### 文档

间接平差编程初探
题目:
武汉大学出版社的《误差理论与测量平差基础》(第三版)第7章,例7-3,根据题目的已知条件,计算未知点D的坐标、验后单位权中误差、点位中误差、观测值的平差值及其方差协方差阵。
详细设计
编程设计
编程结构体
struct QSxy
{
public string name;
public string types;
public double x;
public double y;
}
public struct QSl
{
public string name;
public string types;
public double dd;
public double mm;
public double ss;
}
struct QSs
{
public string name;
public string types;
public double s;
}
public struct GC
{
public string cezhan;
public string zhaozhun;
public string types;
public double dd;
public double mm;
public double ss;
}
struct dfm //度分秒
{
public double dd;
public double mm;
public double ss;
}
为了将所有数据的结构体保存起来,故需要定义列表储存:
List<QSl> QSl_list;
List<QSs> QSs_list;
List<QSxy> QSxy_list;
List<GC> GC_list;
public Form1()
{
QSl_list = new List<QSl>();
QSs_list = new List<QSs>();
QSxy_list = new List<QSxy>();
GC_list = new List<GC>();
InitializeComponent();
}
文件打开
private void 打开OToolStripButton_Click(object sender, EventArgs e)
{
OpenFileDialog pdlg = new OpenFileDialog();
pdlg.Filter = "文本文件|*.txt|所有文件|*.*";
DialogResult rt = pdlg.ShowDialog();
if (rt == DialogResult.OK)
{
string filename = pdlg.FileName;
richTextBox1.LoadFile(filename, RichTextBoxStreamType.PlainText);
}
}
字符串分割
int iRows = richTextBox1.Lines.Length;
int ii = 1;
for (ii = 1; ii < iRows; ii++)
{
string stl = richTextBox1.Lines[ii];
if (stl.Trim() == "")

######
### 已知资料

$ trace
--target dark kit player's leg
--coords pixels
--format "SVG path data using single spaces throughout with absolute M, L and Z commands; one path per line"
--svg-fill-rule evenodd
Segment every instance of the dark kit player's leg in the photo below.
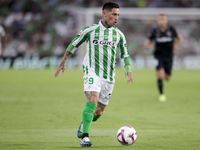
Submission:
M 157 58 L 158 65 L 156 67 L 157 70 L 157 86 L 160 93 L 159 101 L 166 101 L 166 96 L 163 94 L 163 80 L 165 79 L 165 69 L 164 69 L 164 61 L 162 58 Z

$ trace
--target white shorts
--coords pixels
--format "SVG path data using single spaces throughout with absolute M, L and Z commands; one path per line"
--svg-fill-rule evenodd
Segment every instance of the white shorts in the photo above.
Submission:
M 84 91 L 95 91 L 99 93 L 99 102 L 108 105 L 115 83 L 108 82 L 96 75 L 85 75 Z

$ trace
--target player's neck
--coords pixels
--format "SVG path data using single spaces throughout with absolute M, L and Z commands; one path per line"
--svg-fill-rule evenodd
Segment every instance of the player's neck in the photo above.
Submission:
M 111 26 L 108 25 L 107 21 L 105 21 L 104 19 L 101 19 L 101 23 L 103 24 L 104 27 L 106 28 L 110 28 Z
M 165 25 L 165 26 L 160 26 L 159 29 L 160 29 L 160 31 L 164 32 L 164 31 L 167 30 L 167 25 Z

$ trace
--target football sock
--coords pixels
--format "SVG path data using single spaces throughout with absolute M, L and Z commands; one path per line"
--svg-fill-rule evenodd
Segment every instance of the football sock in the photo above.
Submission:
M 101 114 L 100 116 L 96 116 L 96 115 L 94 114 L 93 120 L 92 120 L 92 121 L 97 121 L 102 115 L 103 115 L 103 114 Z
M 83 121 L 83 135 L 84 133 L 89 134 L 90 126 L 92 124 L 94 111 L 96 110 L 97 105 L 93 102 L 87 102 L 85 105 L 85 109 L 82 114 Z
M 158 79 L 158 89 L 160 94 L 163 94 L 163 81 L 161 79 Z

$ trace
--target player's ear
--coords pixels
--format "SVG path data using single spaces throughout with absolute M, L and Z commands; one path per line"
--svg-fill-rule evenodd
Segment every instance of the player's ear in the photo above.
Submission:
M 107 15 L 107 11 L 106 10 L 103 10 L 102 12 L 103 16 L 105 17 Z

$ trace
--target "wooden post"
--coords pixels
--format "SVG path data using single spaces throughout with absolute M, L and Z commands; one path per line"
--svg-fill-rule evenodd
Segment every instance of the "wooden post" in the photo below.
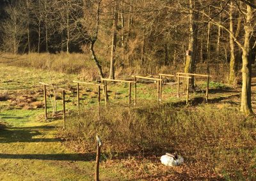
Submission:
M 98 106 L 100 106 L 100 85 L 98 85 Z
M 65 105 L 65 90 L 62 90 L 62 100 L 63 100 L 63 128 L 66 128 L 66 108 Z
M 105 107 L 108 106 L 108 94 L 107 94 L 107 81 L 104 80 L 104 92 L 105 92 Z
M 132 83 L 129 82 L 129 106 L 131 106 L 131 89 L 132 89 Z
M 44 117 L 47 119 L 47 101 L 46 99 L 46 85 L 44 85 Z
M 210 76 L 207 76 L 207 87 L 206 87 L 206 102 L 208 101 L 208 94 L 209 94 L 209 82 L 210 81 Z
M 159 104 L 160 101 L 160 81 L 157 80 L 157 102 Z
M 80 109 L 79 83 L 77 83 L 77 109 Z
M 162 80 L 163 79 L 163 75 L 160 75 L 160 79 Z M 160 101 L 162 101 L 162 83 L 163 82 L 162 80 L 160 80 Z
M 189 94 L 189 78 L 187 78 L 187 99 L 186 100 L 186 103 L 188 105 L 188 98 Z
M 137 101 L 137 78 L 134 76 L 134 106 L 136 104 Z
M 99 164 L 100 164 L 100 147 L 102 145 L 102 143 L 98 136 L 96 136 L 97 139 L 97 154 L 96 154 L 96 165 L 95 165 L 95 180 L 99 181 Z
M 178 74 L 178 76 L 179 75 Z M 177 95 L 177 97 L 179 98 L 180 97 L 180 77 L 178 76 L 178 94 Z

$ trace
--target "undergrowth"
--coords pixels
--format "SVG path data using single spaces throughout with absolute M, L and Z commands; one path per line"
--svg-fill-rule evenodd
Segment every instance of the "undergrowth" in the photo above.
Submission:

######

练习题目.
- 1) 文档中的题目要求计算哪个未知点的坐标?
- 2) 根据文档,说明程序为什么要定义 QSl_list、QSs_list 等列表。
- 3) 判断下列说法是否与文档相符:(a) 结构体 dfm 用来表示度分秒;(b) 打开文件时只能选择文本文件;(c) 文件内容以纯文本方式载入 richTextBox1。
作答时只能以文档为依据,不参考其他内容。

参考答案.
- 1) 未知点D。

- 2) 程序需要把所有数据的结构体保存起来,所以定义了这些列表用于储存。

- 3)
(a) 是,依据是"struct dfm //度分秒"。
(b) 否,依据是"文本文件|*.txt|所有文件|*.*"。
(c) 是,依据是"richTextBox1.LoadFile(filename, RichTextBoxStreamType.PlainText);"。